◆ PROBLEM REQUIREMENTS ◆
Find each line below that contains the word "pole" and copy every one of those lines in full.

+++ DATASET EXTRACT +++

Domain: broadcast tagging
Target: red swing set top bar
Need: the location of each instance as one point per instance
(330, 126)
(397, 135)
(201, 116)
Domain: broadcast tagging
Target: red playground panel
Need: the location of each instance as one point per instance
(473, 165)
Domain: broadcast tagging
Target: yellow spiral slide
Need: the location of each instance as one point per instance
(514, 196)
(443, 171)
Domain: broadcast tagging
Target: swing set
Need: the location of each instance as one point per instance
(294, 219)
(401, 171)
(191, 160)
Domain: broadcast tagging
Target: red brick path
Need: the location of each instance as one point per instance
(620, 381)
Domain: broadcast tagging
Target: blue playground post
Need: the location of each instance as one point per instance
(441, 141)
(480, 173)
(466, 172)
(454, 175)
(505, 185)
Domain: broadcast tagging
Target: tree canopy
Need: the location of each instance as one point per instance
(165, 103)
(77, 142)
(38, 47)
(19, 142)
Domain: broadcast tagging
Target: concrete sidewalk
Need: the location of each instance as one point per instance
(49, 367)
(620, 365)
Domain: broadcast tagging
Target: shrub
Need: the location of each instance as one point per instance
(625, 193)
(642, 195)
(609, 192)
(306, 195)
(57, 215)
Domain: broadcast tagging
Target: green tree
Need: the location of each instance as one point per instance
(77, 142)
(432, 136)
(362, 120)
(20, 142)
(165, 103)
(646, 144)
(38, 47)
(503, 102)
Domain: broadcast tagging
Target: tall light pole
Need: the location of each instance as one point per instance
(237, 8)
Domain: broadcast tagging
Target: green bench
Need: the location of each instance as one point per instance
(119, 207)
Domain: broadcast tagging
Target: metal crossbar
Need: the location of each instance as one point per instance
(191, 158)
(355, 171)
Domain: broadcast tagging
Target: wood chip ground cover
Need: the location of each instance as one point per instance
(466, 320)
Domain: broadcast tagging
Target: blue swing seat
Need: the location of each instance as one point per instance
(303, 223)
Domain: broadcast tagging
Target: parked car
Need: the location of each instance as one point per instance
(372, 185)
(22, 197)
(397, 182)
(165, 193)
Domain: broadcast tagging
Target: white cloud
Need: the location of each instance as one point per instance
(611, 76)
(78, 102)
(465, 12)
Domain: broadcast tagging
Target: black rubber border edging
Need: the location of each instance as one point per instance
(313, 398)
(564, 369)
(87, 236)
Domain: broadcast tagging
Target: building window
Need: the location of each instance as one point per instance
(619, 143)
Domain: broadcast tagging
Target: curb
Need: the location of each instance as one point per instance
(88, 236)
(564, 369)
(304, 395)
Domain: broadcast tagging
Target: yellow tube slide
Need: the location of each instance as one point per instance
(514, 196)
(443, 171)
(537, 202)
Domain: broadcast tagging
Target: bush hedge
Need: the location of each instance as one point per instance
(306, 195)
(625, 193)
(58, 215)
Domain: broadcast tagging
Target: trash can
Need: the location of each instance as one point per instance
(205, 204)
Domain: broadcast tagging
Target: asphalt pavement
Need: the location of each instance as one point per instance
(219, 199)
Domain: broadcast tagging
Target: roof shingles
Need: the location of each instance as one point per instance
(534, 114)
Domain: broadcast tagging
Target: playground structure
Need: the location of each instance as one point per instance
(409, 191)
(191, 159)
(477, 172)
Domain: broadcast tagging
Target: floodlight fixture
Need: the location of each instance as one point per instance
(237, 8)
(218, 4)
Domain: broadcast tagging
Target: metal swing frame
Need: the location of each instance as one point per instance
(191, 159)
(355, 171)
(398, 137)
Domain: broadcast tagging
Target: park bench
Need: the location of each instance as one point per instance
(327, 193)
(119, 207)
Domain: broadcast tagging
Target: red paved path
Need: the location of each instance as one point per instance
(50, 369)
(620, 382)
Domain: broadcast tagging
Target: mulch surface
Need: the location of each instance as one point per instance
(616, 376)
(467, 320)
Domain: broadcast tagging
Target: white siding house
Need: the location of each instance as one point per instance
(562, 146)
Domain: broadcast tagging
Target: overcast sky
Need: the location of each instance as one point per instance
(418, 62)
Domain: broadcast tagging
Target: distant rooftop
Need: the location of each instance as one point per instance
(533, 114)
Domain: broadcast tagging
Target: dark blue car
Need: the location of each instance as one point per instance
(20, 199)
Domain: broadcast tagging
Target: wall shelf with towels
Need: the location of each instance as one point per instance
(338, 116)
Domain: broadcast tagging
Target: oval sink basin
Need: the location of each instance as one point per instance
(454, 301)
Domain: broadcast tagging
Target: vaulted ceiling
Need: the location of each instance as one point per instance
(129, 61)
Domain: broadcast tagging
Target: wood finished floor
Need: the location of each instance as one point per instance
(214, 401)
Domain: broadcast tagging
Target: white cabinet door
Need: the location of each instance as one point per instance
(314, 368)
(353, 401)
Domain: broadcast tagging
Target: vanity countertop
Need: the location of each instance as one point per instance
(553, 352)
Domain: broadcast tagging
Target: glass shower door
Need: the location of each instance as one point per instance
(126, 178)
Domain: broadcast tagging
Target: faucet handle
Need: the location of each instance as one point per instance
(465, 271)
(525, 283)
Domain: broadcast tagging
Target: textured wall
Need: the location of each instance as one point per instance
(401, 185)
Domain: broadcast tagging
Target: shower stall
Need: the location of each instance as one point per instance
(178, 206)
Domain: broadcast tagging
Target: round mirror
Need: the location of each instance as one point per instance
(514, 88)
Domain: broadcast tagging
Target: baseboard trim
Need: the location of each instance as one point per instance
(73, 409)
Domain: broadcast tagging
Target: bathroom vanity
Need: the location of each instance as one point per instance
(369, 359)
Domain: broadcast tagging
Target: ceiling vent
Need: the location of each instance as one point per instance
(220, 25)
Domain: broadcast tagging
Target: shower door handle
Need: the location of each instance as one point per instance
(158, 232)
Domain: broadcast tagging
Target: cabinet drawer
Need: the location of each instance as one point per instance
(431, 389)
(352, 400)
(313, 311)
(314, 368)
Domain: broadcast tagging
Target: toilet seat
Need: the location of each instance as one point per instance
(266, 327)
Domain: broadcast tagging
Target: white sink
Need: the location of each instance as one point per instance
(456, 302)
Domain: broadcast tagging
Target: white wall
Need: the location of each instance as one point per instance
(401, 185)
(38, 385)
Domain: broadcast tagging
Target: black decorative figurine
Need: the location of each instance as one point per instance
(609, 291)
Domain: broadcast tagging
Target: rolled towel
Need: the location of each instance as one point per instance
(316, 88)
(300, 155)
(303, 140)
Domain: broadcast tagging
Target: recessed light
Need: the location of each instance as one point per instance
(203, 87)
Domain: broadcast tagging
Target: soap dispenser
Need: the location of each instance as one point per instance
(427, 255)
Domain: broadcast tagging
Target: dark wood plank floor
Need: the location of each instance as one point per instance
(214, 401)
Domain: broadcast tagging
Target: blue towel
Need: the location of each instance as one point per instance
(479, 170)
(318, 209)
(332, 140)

+++
+++ DATASET EXTRACT +++

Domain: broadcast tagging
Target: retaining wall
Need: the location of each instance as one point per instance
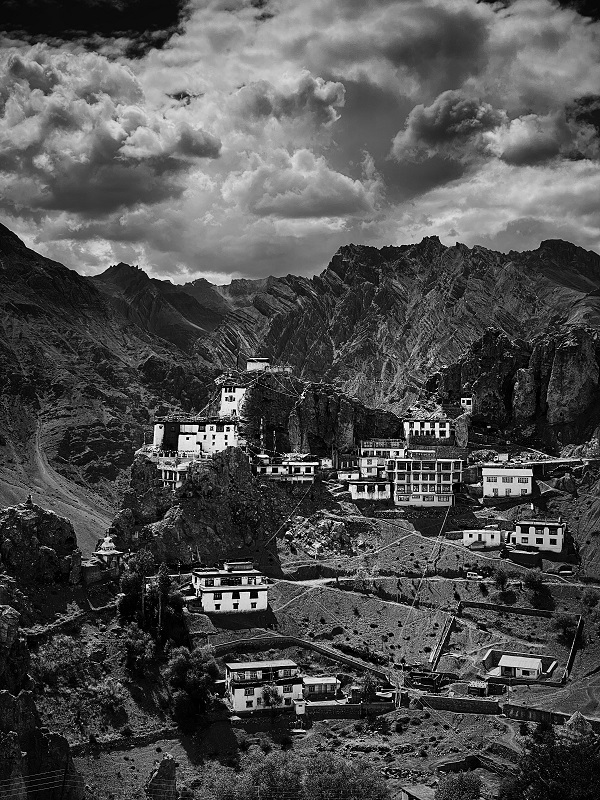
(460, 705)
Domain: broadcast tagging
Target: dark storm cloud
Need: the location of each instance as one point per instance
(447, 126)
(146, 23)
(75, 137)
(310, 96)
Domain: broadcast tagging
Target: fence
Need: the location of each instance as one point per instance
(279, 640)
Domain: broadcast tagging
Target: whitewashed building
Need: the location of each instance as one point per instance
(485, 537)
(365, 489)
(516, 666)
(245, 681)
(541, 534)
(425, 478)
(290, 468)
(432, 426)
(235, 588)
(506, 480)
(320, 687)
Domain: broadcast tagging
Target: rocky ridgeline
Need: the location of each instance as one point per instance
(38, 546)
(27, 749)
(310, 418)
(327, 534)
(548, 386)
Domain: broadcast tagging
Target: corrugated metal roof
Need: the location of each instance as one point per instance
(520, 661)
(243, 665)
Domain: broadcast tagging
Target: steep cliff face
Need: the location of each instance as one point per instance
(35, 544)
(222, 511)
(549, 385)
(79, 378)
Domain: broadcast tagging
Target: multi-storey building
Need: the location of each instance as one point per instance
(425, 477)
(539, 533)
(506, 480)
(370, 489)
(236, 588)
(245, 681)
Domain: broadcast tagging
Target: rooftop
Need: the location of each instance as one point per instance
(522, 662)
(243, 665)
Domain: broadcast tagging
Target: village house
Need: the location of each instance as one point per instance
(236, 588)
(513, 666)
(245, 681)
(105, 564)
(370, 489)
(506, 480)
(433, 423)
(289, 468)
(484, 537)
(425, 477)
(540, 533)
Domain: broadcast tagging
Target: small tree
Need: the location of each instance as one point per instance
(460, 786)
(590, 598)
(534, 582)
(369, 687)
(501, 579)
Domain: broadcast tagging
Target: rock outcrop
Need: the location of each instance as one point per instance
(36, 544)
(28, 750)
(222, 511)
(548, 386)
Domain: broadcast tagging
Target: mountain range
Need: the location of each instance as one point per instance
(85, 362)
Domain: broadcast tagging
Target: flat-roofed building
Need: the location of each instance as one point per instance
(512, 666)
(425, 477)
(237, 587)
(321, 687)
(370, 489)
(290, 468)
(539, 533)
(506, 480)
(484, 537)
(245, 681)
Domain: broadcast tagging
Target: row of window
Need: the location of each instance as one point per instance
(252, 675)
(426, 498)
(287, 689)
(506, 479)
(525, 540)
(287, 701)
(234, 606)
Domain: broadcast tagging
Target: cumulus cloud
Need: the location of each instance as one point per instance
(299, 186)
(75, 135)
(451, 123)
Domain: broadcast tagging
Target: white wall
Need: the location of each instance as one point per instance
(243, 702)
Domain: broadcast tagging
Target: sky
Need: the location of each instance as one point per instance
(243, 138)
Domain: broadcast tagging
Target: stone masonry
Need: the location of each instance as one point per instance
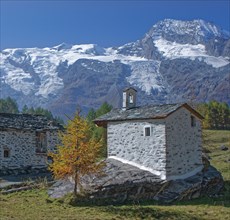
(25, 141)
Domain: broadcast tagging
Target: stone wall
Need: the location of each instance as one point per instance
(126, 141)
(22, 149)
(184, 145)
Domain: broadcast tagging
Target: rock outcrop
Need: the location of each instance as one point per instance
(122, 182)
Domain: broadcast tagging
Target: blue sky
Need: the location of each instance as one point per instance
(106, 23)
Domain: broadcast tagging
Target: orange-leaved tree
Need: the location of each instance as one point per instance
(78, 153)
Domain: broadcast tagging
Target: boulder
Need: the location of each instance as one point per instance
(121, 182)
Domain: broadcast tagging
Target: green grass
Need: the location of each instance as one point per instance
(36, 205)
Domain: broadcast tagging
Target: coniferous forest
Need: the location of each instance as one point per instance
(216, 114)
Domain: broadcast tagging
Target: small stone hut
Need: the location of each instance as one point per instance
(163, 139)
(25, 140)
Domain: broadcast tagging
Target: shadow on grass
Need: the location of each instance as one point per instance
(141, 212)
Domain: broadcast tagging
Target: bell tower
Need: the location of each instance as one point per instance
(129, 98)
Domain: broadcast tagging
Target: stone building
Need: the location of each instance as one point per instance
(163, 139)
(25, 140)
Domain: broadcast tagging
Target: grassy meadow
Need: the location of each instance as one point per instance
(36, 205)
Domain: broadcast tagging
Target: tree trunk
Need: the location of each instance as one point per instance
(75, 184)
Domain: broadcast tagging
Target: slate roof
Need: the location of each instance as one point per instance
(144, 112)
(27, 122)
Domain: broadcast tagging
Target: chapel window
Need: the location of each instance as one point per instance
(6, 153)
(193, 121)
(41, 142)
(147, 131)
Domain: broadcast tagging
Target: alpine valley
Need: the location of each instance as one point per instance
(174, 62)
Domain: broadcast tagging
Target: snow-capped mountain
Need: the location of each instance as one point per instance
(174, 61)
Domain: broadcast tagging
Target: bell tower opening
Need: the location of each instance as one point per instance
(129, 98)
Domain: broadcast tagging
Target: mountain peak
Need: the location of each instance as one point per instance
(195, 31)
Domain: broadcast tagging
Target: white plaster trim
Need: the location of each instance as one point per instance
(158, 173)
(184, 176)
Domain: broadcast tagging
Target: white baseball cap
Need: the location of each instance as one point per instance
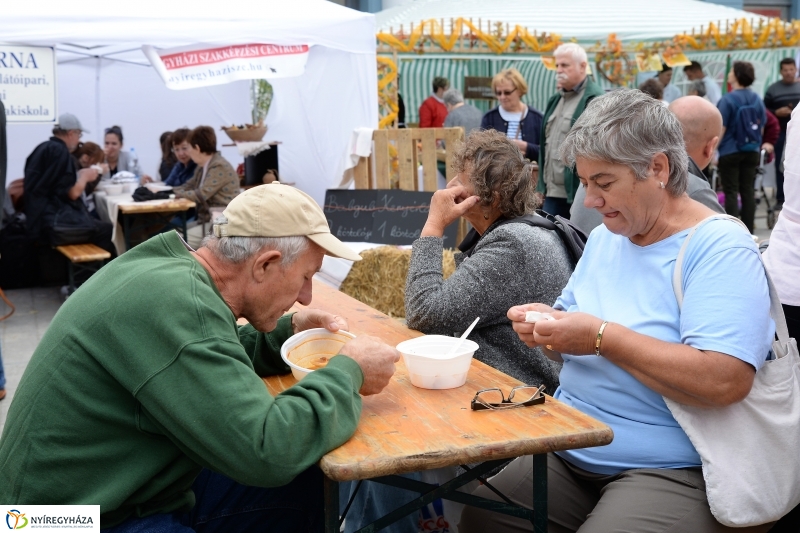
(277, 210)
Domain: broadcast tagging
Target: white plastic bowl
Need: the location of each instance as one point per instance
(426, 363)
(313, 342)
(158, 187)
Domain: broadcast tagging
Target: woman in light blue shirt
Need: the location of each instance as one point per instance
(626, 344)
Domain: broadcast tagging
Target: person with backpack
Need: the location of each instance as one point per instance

+++
+++ DATASET EXTRACT +++

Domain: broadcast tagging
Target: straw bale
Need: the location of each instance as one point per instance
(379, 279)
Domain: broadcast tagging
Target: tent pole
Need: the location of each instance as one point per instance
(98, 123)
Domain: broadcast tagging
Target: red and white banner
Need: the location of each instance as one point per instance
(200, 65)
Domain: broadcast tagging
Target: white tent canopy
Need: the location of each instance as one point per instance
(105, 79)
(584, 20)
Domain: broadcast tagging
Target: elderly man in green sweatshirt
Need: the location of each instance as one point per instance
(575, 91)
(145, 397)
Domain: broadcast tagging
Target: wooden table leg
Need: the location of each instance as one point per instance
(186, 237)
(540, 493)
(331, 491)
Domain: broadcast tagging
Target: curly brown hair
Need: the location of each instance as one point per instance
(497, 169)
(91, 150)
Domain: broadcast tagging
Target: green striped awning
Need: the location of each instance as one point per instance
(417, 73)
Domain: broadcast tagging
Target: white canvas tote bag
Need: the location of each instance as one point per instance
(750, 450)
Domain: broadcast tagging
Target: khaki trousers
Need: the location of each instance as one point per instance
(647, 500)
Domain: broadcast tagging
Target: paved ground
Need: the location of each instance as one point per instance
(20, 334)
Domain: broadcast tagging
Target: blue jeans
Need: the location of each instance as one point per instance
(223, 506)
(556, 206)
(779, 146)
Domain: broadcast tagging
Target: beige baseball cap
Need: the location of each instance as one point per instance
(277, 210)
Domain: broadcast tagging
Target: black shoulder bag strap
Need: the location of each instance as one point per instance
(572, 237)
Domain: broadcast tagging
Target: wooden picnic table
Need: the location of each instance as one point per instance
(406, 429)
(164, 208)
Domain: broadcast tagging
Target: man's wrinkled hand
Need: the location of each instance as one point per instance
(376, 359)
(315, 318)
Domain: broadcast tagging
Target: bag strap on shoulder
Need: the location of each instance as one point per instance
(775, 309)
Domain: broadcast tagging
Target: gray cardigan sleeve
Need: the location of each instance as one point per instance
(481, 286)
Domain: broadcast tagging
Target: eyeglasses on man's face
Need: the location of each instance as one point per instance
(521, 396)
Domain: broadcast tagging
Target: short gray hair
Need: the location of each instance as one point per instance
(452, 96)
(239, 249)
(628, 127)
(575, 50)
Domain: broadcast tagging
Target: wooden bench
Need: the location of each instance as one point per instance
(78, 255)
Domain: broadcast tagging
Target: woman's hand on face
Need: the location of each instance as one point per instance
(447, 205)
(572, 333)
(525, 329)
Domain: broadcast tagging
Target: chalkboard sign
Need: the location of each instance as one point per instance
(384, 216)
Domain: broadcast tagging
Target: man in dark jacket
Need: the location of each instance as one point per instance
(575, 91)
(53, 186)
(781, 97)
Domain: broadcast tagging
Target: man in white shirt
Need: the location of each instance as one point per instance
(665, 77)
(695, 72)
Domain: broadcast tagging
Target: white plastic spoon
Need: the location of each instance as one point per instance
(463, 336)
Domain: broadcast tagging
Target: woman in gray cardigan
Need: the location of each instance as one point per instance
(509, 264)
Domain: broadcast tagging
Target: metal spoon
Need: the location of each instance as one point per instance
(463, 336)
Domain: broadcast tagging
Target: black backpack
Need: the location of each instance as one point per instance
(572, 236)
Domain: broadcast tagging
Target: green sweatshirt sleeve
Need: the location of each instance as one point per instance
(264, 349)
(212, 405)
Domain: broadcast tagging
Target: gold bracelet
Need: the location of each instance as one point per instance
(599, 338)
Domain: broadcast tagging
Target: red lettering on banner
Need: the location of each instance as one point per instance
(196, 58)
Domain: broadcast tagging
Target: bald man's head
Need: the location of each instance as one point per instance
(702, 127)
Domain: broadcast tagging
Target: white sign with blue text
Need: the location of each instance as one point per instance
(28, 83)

+++

◆ COMPLETE OUTPUT ◆
Target: tall light pole
Target: tent pole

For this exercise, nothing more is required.